**EXERCISE**
Nothing in the listing should differ in your copy; retype it all exactly.

(Beginning of EXTRACTED ENTRIES)

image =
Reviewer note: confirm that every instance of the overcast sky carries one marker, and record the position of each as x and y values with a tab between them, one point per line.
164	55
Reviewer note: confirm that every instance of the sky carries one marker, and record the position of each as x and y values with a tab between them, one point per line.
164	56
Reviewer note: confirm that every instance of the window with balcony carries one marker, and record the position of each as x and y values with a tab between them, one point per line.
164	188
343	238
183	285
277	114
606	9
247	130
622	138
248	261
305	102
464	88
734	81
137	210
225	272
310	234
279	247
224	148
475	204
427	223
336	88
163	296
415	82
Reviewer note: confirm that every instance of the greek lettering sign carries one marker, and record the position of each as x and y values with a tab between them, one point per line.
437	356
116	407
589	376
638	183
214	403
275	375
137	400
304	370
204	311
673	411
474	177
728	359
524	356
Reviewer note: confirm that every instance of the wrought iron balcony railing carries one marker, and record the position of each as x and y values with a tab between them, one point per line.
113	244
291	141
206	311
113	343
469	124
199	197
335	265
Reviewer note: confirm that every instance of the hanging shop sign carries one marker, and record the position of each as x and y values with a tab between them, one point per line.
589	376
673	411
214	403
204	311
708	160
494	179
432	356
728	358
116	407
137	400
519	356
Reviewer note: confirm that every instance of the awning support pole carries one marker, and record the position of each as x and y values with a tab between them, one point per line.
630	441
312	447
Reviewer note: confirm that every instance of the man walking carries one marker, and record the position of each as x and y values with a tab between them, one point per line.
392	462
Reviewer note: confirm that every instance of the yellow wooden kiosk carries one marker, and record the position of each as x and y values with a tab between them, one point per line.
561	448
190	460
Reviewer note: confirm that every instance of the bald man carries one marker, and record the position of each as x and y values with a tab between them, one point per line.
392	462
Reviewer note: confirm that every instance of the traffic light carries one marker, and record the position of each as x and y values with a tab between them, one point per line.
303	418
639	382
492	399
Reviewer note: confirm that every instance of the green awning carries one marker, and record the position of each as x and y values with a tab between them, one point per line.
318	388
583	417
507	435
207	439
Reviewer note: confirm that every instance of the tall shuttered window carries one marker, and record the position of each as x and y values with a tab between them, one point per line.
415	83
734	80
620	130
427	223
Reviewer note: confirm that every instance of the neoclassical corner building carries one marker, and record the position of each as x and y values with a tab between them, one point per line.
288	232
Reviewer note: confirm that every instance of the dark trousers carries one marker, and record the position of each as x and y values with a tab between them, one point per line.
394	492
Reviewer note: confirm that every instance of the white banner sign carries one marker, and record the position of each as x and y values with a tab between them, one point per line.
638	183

(End of EXTRACTED ENTRIES)

**SOLUTION TO THIS TASK**
image =
Reviewer note: confirm that every instance of the overcast sky carries one marker, and record the position of each as x and y values with a tab between them, one point per line.
164	55
Reviewer note: confirm that every instance of the sky carries one marker, and record the position of each as x and y values with a tab between them, one point per line.
164	56
Reviewer note: confirm that every instance of the window with balcony carries one marker, and record the position of each as x and y values with a tab between them, one point per line.
164	188
343	238
183	285
277	114
606	9
247	130
622	138
248	261
305	102
464	88
734	81
137	210
225	272
310	234
279	247
224	148
475	204
427	223
336	88
163	296
415	82
Reviewer note: confirm that every instance of the greek lettering sign carries one marker, and record the position of each as x and y values with a tab between them, one point per line.
437	356
116	407
589	376
638	183
214	403
275	375
137	400
304	370
204	311
673	411
474	177
728	359
524	356
Reviewer note: confirm that every instance of the wrought iron balcony railing carries one marker, and record the position of each as x and y values with a tab between them, one point per line.
113	244
291	141
206	311
113	343
469	124
199	197
335	265
Reviewer note: confirm that every instance of the hanging shop sign carries one marker, and record the position of each as x and y values with a tab between them, one point per line.
589	376
673	411
214	403
204	311
708	160
494	179
432	356
728	358
116	407
137	400
519	356
Reviewer note: confirm that every instance of the awning support pole carries one marker, and record the position of each as x and y values with a tab between them, one point per line.
630	441
312	447
Reviewer note: confirm that every instance of the man walking carries one marker, and record the position of each as x and y values with a tab between them, one point per line.
392	462
Reviewer note: confirm that every instance of the yellow wooden kiosk carries one marker, and record the position of each as x and y values with a tab between them, one point per line.
561	448
190	460
Reviewer note: confirm that every instance of the bald man carries one marker, and record the position of each as x and y values with a tab between them, one point per line.
392	462
Reviewer note: confirm that every instance of the traffic light carries one marker, and record the position of each as x and y values with a tab between them, one point per line.
303	418
639	382
492	399
Reviewer note: confirm that every instance of the green awning carries one marker, and record the position of each as x and y values with a tab between them, one point per line.
318	388
583	417
507	435
207	439
Reviewer note: confirm that every instance of the tall shuttered window carries one marker, and record the position of each as x and y values with a tab between them, one point per line.
415	83
734	80
620	130
427	223
Reviewer note: confirm that every instance of the neoclassical corner building carries one marker, and record the position of each as x and y values with a tab between them, one point per line.
288	232
Reviewer note: confirm that every instance of the dark trousers carries one marker, and record the position of each as x and y values with a tab between them, one point per line.
394	492
Reviewer note: confirm that every instance of the white banner sign carries one marker, and record the position of each as x and y values with a tab between them, one point per line.
638	183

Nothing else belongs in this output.